- [WHAT THE TASK ASKS] Copy out exactly the stretch of the listing below that begins at the line containing "Each instance of the beige" and ends at the line containing "Each instance of the skin", and copy nothing outside it.

- [SUPPLIED DATA]
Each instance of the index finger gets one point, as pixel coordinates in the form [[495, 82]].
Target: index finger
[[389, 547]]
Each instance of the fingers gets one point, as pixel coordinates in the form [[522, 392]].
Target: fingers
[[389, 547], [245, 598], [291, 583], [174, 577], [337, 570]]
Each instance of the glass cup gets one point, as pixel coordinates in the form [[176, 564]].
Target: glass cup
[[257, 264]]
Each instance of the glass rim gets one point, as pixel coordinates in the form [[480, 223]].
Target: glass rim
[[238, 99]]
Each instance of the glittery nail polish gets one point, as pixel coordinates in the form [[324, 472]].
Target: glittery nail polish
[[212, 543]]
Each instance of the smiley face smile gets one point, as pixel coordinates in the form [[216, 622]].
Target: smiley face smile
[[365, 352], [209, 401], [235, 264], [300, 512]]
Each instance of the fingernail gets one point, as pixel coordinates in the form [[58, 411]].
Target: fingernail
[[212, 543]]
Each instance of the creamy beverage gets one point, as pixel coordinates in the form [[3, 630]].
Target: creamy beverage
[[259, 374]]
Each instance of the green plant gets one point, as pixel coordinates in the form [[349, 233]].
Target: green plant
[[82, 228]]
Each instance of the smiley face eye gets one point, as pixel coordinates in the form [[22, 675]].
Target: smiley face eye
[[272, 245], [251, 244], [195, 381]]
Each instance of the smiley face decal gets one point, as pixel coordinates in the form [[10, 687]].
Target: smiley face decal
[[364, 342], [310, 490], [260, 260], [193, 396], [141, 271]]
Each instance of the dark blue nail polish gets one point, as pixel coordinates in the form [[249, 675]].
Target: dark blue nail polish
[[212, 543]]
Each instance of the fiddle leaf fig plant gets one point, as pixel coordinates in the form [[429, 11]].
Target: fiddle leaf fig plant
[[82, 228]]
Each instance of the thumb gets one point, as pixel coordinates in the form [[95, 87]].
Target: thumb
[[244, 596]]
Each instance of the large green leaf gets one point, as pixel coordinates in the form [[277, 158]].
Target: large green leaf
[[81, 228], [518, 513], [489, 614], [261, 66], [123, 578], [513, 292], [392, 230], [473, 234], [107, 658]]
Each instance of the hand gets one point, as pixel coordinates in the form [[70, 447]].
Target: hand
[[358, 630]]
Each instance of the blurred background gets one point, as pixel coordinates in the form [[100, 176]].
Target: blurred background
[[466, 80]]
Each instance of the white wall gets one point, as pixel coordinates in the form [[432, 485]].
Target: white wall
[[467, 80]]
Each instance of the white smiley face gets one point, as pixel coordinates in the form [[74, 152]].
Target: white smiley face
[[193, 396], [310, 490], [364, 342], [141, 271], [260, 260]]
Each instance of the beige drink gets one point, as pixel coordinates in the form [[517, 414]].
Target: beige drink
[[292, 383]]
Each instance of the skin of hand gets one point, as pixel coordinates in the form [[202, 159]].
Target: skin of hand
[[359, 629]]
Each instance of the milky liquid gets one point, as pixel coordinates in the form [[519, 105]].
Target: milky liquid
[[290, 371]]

- [RESPONSE]
Each instance of the beige drink gets one point, as pixel coordinates in the form [[517, 414]].
Target: beige drink
[[292, 383]]
Each instance of the skin of hand gets one point, as pixel coordinates in the form [[202, 159]].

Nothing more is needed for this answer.